On rencontre des mécanismes de double contraintes dans le milieu du travail, lorsque les missions assignées à une personne, ou un service, sont rendues quasiment impossibles par l’absence de moyens ad hoc ou par l’environnement : comme actuellement au niveau de la santé dans les hôpitaux en manque de moyens , personnes pour qui la désobéissance est impossible au nom d’un devoir sacré ou encore, lorsque la description détaillée des missions,  renferme elle-même des contradictions,   situation où  la désobéissance est impossible, ce qui crée une confusion, une colère, même une anxiété , chez celui qui doit exécuter l’ordre, car il est incapable de savoir à quelle information il peut  se fier. Imaginons un pompier qui n’a pas le droit d’intervenir seul sur un feu !

Sans la contrainte de l’obéissance, ou du devoir supérieur, ce ne serait qu’un simple dilemme, avec une impossibilité de décider plus ou moins grande. Quoiqu’il fasse celui à qui s’adresse cette double contrainte, n’a pas le droit de faire remarquer la contradiction. On en est réduit à l’impuissance et au silence , le subordonné qui se doit d’exécuter l’ordre se voit pris dans un paradoxe qui oppose l’obligation d’obéir à l’ordre de le faire, au besoin de respecter l’injonction liée au désir du supérieur hiérarchique de ne pas le faire.

━━━━━━━━━━━━━━━━━━━━━━━━━━━━━━

**Consigne:** Citez toutes les réactions que le texte étudié dit provoquées chez celui qui doit exécuter l'ordre.

━━━━━━━━━━━━━━━━━━━━━━━━━━━━━━

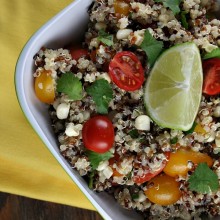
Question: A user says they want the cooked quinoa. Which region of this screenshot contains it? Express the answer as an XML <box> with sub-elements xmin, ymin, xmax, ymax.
<box><xmin>34</xmin><ymin>0</ymin><xmax>220</xmax><ymax>219</ymax></box>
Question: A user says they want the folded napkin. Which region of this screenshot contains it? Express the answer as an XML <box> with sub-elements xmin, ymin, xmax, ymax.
<box><xmin>0</xmin><ymin>0</ymin><xmax>94</xmax><ymax>210</ymax></box>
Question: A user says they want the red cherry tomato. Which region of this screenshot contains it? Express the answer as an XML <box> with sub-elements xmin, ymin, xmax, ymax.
<box><xmin>133</xmin><ymin>152</ymin><xmax>170</xmax><ymax>184</ymax></box>
<box><xmin>203</xmin><ymin>58</ymin><xmax>220</xmax><ymax>95</ymax></box>
<box><xmin>82</xmin><ymin>115</ymin><xmax>115</xmax><ymax>153</ymax></box>
<box><xmin>109</xmin><ymin>51</ymin><xmax>144</xmax><ymax>91</ymax></box>
<box><xmin>70</xmin><ymin>48</ymin><xmax>88</xmax><ymax>61</ymax></box>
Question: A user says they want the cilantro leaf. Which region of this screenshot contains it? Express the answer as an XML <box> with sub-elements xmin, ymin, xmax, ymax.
<box><xmin>57</xmin><ymin>72</ymin><xmax>82</xmax><ymax>101</ymax></box>
<box><xmin>154</xmin><ymin>0</ymin><xmax>181</xmax><ymax>15</ymax></box>
<box><xmin>203</xmin><ymin>48</ymin><xmax>220</xmax><ymax>60</ymax></box>
<box><xmin>188</xmin><ymin>163</ymin><xmax>219</xmax><ymax>193</ymax></box>
<box><xmin>98</xmin><ymin>30</ymin><xmax>114</xmax><ymax>46</ymax></box>
<box><xmin>86</xmin><ymin>79</ymin><xmax>113</xmax><ymax>114</ymax></box>
<box><xmin>86</xmin><ymin>150</ymin><xmax>113</xmax><ymax>170</ymax></box>
<box><xmin>140</xmin><ymin>30</ymin><xmax>163</xmax><ymax>66</ymax></box>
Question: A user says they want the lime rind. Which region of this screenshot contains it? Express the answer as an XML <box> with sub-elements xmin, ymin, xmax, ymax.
<box><xmin>144</xmin><ymin>43</ymin><xmax>203</xmax><ymax>131</ymax></box>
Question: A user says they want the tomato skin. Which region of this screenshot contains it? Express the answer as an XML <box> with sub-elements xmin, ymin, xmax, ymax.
<box><xmin>70</xmin><ymin>48</ymin><xmax>89</xmax><ymax>61</ymax></box>
<box><xmin>163</xmin><ymin>148</ymin><xmax>213</xmax><ymax>177</ymax></box>
<box><xmin>133</xmin><ymin>152</ymin><xmax>170</xmax><ymax>184</ymax></box>
<box><xmin>82</xmin><ymin>115</ymin><xmax>115</xmax><ymax>153</ymax></box>
<box><xmin>109</xmin><ymin>51</ymin><xmax>144</xmax><ymax>91</ymax></box>
<box><xmin>145</xmin><ymin>174</ymin><xmax>182</xmax><ymax>206</ymax></box>
<box><xmin>34</xmin><ymin>70</ymin><xmax>55</xmax><ymax>104</ymax></box>
<box><xmin>202</xmin><ymin>58</ymin><xmax>220</xmax><ymax>95</ymax></box>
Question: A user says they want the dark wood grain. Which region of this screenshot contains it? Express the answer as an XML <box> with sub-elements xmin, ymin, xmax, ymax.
<box><xmin>0</xmin><ymin>193</ymin><xmax>102</xmax><ymax>220</ymax></box>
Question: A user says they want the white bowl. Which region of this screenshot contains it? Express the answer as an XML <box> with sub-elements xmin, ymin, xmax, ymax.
<box><xmin>15</xmin><ymin>0</ymin><xmax>143</xmax><ymax>220</ymax></box>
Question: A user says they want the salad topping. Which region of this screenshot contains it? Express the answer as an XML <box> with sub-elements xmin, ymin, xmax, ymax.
<box><xmin>34</xmin><ymin>0</ymin><xmax>220</xmax><ymax>219</ymax></box>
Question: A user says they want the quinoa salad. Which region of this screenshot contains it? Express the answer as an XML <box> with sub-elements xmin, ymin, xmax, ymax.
<box><xmin>33</xmin><ymin>0</ymin><xmax>220</xmax><ymax>220</ymax></box>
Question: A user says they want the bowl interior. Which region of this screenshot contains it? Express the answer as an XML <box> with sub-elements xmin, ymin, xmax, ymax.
<box><xmin>15</xmin><ymin>0</ymin><xmax>142</xmax><ymax>220</ymax></box>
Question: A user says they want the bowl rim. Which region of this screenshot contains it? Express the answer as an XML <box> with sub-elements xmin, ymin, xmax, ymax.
<box><xmin>14</xmin><ymin>0</ymin><xmax>111</xmax><ymax>220</ymax></box>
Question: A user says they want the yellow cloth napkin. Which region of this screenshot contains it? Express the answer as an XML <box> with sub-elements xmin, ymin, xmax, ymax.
<box><xmin>0</xmin><ymin>0</ymin><xmax>95</xmax><ymax>210</ymax></box>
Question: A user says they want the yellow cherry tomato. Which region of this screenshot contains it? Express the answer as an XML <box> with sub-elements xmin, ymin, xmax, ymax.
<box><xmin>114</xmin><ymin>0</ymin><xmax>130</xmax><ymax>16</ymax></box>
<box><xmin>34</xmin><ymin>70</ymin><xmax>55</xmax><ymax>104</ymax></box>
<box><xmin>163</xmin><ymin>148</ymin><xmax>213</xmax><ymax>177</ymax></box>
<box><xmin>145</xmin><ymin>174</ymin><xmax>182</xmax><ymax>206</ymax></box>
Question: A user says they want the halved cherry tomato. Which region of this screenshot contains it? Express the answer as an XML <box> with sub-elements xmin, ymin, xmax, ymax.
<box><xmin>133</xmin><ymin>152</ymin><xmax>170</xmax><ymax>184</ymax></box>
<box><xmin>109</xmin><ymin>51</ymin><xmax>144</xmax><ymax>91</ymax></box>
<box><xmin>34</xmin><ymin>70</ymin><xmax>55</xmax><ymax>104</ymax></box>
<box><xmin>70</xmin><ymin>48</ymin><xmax>89</xmax><ymax>61</ymax></box>
<box><xmin>145</xmin><ymin>174</ymin><xmax>182</xmax><ymax>206</ymax></box>
<box><xmin>114</xmin><ymin>0</ymin><xmax>130</xmax><ymax>16</ymax></box>
<box><xmin>82</xmin><ymin>115</ymin><xmax>115</xmax><ymax>153</ymax></box>
<box><xmin>163</xmin><ymin>148</ymin><xmax>213</xmax><ymax>177</ymax></box>
<box><xmin>202</xmin><ymin>58</ymin><xmax>220</xmax><ymax>95</ymax></box>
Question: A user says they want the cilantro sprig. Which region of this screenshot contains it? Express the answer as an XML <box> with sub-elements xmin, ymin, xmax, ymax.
<box><xmin>86</xmin><ymin>150</ymin><xmax>113</xmax><ymax>170</ymax></box>
<box><xmin>57</xmin><ymin>72</ymin><xmax>82</xmax><ymax>101</ymax></box>
<box><xmin>154</xmin><ymin>0</ymin><xmax>181</xmax><ymax>15</ymax></box>
<box><xmin>86</xmin><ymin>79</ymin><xmax>113</xmax><ymax>114</ymax></box>
<box><xmin>188</xmin><ymin>163</ymin><xmax>219</xmax><ymax>194</ymax></box>
<box><xmin>203</xmin><ymin>48</ymin><xmax>220</xmax><ymax>60</ymax></box>
<box><xmin>98</xmin><ymin>30</ymin><xmax>114</xmax><ymax>46</ymax></box>
<box><xmin>140</xmin><ymin>30</ymin><xmax>163</xmax><ymax>66</ymax></box>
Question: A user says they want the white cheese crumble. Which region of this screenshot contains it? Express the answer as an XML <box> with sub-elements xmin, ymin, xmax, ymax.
<box><xmin>56</xmin><ymin>103</ymin><xmax>70</xmax><ymax>119</ymax></box>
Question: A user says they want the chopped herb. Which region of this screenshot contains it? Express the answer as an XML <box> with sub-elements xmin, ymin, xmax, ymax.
<box><xmin>98</xmin><ymin>30</ymin><xmax>114</xmax><ymax>46</ymax></box>
<box><xmin>57</xmin><ymin>72</ymin><xmax>82</xmax><ymax>101</ymax></box>
<box><xmin>128</xmin><ymin>129</ymin><xmax>139</xmax><ymax>139</ymax></box>
<box><xmin>88</xmin><ymin>170</ymin><xmax>95</xmax><ymax>189</ymax></box>
<box><xmin>86</xmin><ymin>150</ymin><xmax>114</xmax><ymax>170</ymax></box>
<box><xmin>203</xmin><ymin>48</ymin><xmax>220</xmax><ymax>60</ymax></box>
<box><xmin>188</xmin><ymin>163</ymin><xmax>219</xmax><ymax>194</ymax></box>
<box><xmin>170</xmin><ymin>137</ymin><xmax>178</xmax><ymax>144</ymax></box>
<box><xmin>185</xmin><ymin>122</ymin><xmax>197</xmax><ymax>134</ymax></box>
<box><xmin>140</xmin><ymin>30</ymin><xmax>163</xmax><ymax>66</ymax></box>
<box><xmin>86</xmin><ymin>79</ymin><xmax>113</xmax><ymax>114</ymax></box>
<box><xmin>154</xmin><ymin>0</ymin><xmax>181</xmax><ymax>15</ymax></box>
<box><xmin>131</xmin><ymin>193</ymin><xmax>139</xmax><ymax>200</ymax></box>
<box><xmin>180</xmin><ymin>11</ymin><xmax>189</xmax><ymax>30</ymax></box>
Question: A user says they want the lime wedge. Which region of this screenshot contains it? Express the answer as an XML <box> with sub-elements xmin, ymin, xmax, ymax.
<box><xmin>144</xmin><ymin>43</ymin><xmax>203</xmax><ymax>131</ymax></box>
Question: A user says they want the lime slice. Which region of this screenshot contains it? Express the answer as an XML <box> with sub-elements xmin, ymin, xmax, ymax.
<box><xmin>144</xmin><ymin>43</ymin><xmax>203</xmax><ymax>131</ymax></box>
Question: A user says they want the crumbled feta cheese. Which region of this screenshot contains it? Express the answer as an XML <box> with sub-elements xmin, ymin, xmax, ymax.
<box><xmin>102</xmin><ymin>166</ymin><xmax>113</xmax><ymax>179</ymax></box>
<box><xmin>117</xmin><ymin>17</ymin><xmax>128</xmax><ymax>29</ymax></box>
<box><xmin>56</xmin><ymin>103</ymin><xmax>70</xmax><ymax>119</ymax></box>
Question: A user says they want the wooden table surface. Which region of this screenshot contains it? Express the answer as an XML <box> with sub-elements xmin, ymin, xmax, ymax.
<box><xmin>0</xmin><ymin>192</ymin><xmax>103</xmax><ymax>220</ymax></box>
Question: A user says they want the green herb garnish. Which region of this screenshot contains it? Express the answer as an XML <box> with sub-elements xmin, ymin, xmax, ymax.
<box><xmin>203</xmin><ymin>48</ymin><xmax>220</xmax><ymax>60</ymax></box>
<box><xmin>180</xmin><ymin>11</ymin><xmax>189</xmax><ymax>30</ymax></box>
<box><xmin>131</xmin><ymin>193</ymin><xmax>139</xmax><ymax>200</ymax></box>
<box><xmin>188</xmin><ymin>163</ymin><xmax>219</xmax><ymax>194</ymax></box>
<box><xmin>98</xmin><ymin>30</ymin><xmax>114</xmax><ymax>46</ymax></box>
<box><xmin>57</xmin><ymin>72</ymin><xmax>82</xmax><ymax>101</ymax></box>
<box><xmin>170</xmin><ymin>137</ymin><xmax>178</xmax><ymax>144</ymax></box>
<box><xmin>86</xmin><ymin>79</ymin><xmax>113</xmax><ymax>114</ymax></box>
<box><xmin>140</xmin><ymin>30</ymin><xmax>163</xmax><ymax>66</ymax></box>
<box><xmin>154</xmin><ymin>0</ymin><xmax>181</xmax><ymax>15</ymax></box>
<box><xmin>86</xmin><ymin>150</ymin><xmax>113</xmax><ymax>170</ymax></box>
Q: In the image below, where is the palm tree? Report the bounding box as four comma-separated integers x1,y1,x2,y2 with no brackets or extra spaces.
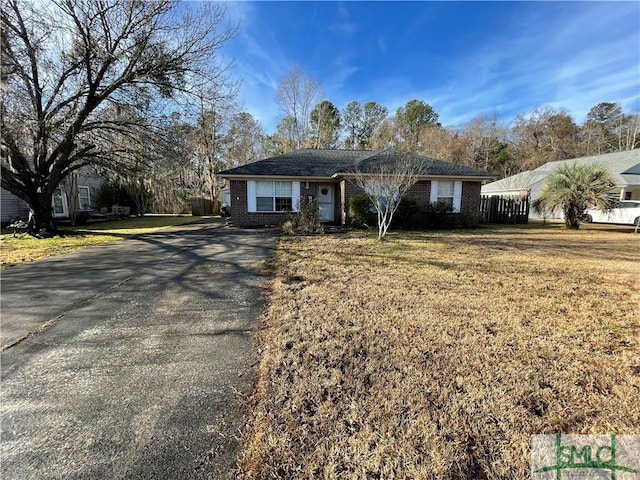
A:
532,163,616,229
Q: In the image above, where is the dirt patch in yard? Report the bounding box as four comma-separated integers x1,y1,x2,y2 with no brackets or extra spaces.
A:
238,225,640,479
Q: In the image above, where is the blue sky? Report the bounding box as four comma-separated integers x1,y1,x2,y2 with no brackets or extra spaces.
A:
218,1,640,133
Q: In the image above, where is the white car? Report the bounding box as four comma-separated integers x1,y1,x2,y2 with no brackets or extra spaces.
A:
584,200,640,225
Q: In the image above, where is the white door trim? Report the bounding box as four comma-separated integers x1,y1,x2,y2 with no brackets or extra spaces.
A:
316,183,336,222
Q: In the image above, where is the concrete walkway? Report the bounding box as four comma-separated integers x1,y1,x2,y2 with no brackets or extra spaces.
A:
0,222,277,480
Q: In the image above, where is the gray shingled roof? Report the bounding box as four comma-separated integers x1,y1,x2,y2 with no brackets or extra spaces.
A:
482,149,640,194
218,149,493,178
218,149,373,178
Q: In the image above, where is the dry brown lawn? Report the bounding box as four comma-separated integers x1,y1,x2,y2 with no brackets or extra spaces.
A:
238,225,640,480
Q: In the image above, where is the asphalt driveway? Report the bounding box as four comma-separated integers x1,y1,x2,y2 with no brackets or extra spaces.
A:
0,222,277,480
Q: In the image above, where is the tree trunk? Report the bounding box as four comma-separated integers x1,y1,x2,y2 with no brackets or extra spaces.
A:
564,205,583,230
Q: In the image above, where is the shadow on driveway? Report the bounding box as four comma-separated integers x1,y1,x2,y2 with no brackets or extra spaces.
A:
0,223,277,480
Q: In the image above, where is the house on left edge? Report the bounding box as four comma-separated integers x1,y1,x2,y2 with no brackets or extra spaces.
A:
0,167,104,225
218,149,494,227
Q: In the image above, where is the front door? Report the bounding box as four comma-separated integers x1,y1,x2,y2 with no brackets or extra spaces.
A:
318,183,335,222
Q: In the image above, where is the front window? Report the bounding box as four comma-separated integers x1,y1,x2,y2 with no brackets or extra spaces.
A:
78,187,91,210
51,188,64,215
438,182,454,207
256,182,293,212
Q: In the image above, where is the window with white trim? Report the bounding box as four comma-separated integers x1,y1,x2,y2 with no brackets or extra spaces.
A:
78,187,91,210
51,188,65,215
256,182,293,212
437,181,454,207
429,180,462,212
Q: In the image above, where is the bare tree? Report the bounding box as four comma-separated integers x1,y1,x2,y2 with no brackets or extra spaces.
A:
0,0,236,234
278,67,322,148
311,100,340,148
353,149,423,240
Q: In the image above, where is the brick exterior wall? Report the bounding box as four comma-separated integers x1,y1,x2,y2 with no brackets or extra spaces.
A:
229,180,341,227
230,180,482,227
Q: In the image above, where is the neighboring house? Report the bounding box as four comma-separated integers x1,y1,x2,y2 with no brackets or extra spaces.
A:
0,167,104,224
219,149,494,226
482,149,640,218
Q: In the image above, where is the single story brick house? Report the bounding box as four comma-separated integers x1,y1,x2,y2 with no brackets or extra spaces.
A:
218,149,494,226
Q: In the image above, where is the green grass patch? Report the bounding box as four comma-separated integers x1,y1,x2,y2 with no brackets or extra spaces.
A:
0,215,202,268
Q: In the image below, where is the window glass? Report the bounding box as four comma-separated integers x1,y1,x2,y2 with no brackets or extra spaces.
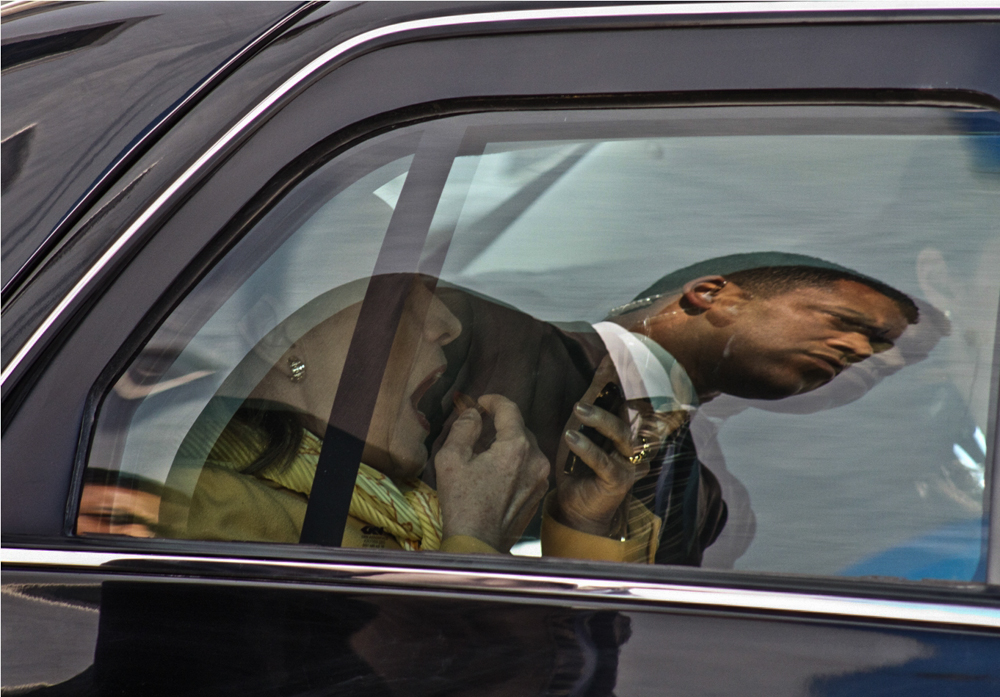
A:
77,106,1000,581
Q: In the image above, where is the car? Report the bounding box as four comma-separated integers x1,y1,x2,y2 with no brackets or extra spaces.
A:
2,0,1000,697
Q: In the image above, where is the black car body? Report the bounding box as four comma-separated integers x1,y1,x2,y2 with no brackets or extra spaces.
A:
2,2,1000,697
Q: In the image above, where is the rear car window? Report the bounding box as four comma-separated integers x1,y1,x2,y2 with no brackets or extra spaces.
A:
76,105,1000,581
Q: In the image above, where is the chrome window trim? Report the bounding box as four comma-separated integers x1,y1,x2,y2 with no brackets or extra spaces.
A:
0,547,1000,629
0,0,1000,385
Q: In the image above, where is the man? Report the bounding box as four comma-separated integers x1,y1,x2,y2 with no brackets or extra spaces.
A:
428,252,919,564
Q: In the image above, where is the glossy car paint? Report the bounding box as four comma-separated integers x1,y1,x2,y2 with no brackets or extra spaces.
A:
3,5,1000,695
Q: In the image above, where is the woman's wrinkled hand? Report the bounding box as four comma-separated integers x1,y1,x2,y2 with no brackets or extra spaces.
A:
435,395,551,552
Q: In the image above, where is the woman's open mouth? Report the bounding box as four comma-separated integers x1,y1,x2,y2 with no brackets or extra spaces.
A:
410,365,448,433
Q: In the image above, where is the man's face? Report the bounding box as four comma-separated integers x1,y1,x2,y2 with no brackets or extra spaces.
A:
709,281,907,399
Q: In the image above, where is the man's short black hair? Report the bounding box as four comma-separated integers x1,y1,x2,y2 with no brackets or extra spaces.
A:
725,266,920,324
630,252,920,324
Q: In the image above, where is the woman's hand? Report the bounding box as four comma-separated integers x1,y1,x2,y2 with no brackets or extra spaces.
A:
435,395,551,552
552,358,649,537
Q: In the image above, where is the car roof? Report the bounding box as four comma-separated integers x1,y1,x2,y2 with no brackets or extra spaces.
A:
2,2,296,288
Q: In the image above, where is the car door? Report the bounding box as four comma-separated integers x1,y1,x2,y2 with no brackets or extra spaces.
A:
3,2,1000,695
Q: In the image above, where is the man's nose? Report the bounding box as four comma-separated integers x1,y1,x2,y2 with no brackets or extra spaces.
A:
424,297,462,346
831,332,875,363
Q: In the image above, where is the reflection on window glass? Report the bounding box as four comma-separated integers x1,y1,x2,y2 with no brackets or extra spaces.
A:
77,106,1000,580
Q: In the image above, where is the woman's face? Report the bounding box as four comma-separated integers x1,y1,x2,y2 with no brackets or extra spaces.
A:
364,281,462,479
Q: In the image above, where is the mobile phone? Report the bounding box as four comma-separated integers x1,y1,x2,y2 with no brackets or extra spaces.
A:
452,390,497,455
563,382,625,477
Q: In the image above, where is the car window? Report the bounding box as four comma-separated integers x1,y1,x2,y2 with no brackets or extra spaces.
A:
76,105,1000,581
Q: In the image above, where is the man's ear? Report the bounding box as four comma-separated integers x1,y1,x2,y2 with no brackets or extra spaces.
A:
681,276,728,315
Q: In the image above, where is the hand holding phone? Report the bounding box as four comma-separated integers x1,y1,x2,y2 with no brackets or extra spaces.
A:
563,382,625,477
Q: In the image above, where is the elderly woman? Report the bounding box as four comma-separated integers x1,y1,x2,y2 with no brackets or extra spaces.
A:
169,276,550,552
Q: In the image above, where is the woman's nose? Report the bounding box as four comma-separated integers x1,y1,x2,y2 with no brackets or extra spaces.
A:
424,297,462,346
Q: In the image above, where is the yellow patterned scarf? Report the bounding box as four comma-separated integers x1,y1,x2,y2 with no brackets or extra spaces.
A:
210,424,441,551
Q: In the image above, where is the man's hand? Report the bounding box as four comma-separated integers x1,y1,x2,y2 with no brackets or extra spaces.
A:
435,395,551,552
552,358,649,537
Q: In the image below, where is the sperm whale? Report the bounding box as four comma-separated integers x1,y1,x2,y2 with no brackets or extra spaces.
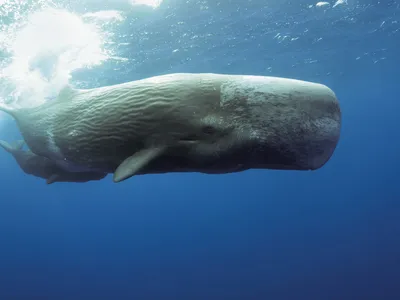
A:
0,73,341,182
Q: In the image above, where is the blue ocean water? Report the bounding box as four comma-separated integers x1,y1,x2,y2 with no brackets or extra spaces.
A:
0,0,400,300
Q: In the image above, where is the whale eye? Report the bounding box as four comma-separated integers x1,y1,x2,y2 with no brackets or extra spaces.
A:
202,125,217,135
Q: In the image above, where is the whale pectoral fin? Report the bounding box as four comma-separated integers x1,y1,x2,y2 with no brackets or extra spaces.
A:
113,147,165,182
46,174,59,184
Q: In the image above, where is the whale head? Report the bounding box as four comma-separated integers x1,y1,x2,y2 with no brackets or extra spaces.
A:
177,76,341,173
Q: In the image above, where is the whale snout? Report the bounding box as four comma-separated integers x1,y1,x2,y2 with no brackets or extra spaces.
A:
226,76,341,170
290,83,341,170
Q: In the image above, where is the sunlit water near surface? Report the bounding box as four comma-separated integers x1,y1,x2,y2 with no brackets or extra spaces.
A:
0,0,400,300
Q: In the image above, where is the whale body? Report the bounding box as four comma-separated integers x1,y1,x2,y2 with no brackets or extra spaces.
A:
0,73,341,182
0,140,107,184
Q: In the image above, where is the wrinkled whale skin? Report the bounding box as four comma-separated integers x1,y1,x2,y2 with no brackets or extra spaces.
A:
1,73,341,181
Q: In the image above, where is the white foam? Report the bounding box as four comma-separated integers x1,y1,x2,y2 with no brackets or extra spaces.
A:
0,1,122,120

━━━━━━━━━━━━━━━━━━━━━━━━━━━━━━

**Réponse rédigée:** La confusion, la colère et l'anxiété.